[START OF PROVIDED INFORMATION]
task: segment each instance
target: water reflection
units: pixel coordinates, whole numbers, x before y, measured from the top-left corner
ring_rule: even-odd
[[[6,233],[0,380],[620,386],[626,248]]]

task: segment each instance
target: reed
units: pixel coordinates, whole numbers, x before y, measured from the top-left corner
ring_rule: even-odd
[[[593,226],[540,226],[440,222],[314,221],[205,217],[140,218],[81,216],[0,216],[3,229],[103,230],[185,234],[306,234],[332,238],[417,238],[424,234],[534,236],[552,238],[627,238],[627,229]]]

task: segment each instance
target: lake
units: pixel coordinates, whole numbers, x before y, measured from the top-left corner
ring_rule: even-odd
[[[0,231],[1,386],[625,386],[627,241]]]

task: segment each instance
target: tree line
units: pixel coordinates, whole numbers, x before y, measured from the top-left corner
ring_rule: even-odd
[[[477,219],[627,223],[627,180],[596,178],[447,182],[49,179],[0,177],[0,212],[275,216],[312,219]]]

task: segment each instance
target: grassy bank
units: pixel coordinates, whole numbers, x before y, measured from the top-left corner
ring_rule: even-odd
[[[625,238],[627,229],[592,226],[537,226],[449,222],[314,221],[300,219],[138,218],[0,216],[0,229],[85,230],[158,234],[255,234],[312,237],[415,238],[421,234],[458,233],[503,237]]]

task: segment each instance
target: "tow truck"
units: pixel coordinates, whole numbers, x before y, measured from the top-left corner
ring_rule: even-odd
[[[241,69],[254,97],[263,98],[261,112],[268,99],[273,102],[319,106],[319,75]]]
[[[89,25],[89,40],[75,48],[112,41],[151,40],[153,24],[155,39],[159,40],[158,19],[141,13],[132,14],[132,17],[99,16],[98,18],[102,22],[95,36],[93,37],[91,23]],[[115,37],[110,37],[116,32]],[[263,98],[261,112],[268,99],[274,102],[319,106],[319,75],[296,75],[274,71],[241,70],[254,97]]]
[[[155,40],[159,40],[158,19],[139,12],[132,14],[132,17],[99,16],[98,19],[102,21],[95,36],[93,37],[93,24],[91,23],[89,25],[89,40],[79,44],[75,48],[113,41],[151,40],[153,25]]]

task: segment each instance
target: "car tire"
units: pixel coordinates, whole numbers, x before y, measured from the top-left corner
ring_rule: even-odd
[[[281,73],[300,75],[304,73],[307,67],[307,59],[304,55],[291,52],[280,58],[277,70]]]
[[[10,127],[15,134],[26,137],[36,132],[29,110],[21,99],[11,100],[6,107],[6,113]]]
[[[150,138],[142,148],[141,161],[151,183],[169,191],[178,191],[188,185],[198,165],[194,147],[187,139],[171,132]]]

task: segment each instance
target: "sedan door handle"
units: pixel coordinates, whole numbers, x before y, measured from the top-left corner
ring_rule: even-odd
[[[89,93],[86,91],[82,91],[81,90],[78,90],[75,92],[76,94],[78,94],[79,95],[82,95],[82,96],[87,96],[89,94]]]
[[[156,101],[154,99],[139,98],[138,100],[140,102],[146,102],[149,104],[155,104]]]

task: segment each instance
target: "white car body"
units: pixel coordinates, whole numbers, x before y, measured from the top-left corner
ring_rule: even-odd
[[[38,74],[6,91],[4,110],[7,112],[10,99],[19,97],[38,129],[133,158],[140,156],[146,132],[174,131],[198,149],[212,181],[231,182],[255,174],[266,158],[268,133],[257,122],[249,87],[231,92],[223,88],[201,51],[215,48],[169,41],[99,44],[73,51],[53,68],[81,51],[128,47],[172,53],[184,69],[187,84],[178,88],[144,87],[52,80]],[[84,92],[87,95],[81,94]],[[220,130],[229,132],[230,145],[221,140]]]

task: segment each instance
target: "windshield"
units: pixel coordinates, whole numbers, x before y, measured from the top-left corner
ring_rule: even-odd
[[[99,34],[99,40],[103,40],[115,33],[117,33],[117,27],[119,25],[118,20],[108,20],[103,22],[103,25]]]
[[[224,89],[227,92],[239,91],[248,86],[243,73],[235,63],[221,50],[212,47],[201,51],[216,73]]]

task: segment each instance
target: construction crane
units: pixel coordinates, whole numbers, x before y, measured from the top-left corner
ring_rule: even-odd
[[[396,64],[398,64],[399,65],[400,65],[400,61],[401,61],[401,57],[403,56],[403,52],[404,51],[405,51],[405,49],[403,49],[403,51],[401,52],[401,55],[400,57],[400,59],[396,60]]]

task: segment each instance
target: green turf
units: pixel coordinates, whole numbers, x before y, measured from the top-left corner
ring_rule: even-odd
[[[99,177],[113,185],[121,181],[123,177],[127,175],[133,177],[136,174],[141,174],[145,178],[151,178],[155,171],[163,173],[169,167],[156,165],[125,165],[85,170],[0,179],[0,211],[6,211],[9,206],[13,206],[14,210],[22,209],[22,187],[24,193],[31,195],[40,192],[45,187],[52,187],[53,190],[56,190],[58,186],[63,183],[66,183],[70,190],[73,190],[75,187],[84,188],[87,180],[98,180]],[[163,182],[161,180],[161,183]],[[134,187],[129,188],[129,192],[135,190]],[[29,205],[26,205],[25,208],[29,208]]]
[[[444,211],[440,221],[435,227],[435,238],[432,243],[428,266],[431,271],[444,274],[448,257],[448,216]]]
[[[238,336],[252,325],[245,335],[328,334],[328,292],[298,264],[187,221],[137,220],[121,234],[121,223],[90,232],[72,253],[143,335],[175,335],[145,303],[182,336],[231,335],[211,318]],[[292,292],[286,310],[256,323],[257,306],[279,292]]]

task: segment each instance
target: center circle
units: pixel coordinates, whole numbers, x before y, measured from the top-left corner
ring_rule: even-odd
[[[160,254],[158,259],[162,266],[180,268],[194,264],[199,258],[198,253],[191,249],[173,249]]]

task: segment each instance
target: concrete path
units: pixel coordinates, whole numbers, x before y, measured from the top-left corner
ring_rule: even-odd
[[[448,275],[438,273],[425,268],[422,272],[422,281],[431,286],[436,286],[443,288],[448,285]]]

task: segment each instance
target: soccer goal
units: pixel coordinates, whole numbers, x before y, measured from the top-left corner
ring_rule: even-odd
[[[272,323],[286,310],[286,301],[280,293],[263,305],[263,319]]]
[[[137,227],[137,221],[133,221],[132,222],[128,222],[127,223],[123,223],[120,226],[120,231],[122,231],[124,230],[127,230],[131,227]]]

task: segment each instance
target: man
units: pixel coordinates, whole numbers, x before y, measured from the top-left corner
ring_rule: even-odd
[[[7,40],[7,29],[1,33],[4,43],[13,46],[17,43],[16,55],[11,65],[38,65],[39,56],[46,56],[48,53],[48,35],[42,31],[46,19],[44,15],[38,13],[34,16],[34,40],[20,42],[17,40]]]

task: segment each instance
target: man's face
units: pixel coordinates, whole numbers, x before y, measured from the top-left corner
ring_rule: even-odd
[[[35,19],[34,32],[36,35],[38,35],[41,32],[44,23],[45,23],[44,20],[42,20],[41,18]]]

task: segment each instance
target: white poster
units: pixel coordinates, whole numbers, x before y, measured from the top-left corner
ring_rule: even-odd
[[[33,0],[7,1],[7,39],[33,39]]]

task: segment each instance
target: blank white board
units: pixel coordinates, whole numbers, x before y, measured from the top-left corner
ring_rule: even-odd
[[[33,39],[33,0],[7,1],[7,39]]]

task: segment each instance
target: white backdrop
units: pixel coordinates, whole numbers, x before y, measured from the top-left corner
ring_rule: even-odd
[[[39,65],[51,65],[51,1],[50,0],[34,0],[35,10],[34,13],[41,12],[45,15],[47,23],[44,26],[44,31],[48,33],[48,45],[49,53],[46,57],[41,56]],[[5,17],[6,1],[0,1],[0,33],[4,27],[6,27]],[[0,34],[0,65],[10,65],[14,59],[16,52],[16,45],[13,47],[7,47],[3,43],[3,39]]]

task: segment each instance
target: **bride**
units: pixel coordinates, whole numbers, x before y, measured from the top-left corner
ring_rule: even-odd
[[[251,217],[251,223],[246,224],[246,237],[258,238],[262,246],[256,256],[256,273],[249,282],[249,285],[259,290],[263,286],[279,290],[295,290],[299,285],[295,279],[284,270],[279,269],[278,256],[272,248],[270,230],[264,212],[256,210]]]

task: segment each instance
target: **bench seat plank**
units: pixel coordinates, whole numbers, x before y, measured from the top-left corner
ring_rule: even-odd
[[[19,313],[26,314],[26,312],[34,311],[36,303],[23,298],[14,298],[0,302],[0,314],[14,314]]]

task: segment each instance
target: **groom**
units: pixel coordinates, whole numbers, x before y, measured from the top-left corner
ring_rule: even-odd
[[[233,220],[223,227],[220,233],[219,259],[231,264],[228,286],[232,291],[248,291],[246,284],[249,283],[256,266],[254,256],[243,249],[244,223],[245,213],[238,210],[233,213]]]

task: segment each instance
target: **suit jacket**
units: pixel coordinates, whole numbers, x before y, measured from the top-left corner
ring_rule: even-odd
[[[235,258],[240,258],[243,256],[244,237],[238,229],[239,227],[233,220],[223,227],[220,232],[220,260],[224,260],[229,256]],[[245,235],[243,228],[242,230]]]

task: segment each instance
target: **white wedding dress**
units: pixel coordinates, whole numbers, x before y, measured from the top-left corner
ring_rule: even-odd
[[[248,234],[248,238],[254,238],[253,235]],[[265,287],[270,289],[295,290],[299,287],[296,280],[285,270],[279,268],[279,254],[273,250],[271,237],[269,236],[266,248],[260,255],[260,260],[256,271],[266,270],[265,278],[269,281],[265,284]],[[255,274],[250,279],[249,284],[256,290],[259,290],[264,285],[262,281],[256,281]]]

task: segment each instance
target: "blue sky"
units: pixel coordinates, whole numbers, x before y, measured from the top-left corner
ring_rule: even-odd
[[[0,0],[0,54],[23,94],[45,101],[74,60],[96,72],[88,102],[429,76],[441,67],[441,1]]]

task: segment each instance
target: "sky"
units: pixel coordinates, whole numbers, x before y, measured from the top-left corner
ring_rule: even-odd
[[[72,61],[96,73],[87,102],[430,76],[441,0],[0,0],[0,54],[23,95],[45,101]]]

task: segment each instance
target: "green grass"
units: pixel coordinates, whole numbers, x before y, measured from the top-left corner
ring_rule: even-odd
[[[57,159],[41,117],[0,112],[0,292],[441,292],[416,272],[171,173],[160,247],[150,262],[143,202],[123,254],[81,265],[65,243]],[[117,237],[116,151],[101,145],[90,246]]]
[END OF PROVIDED INFORMATION]
PROBLEM DESCRIPTION:
Count the lines above that contain the word "white", treating uppercase and lowercase letters as different, and reply with the number alone.

FULL SOLUTION:
5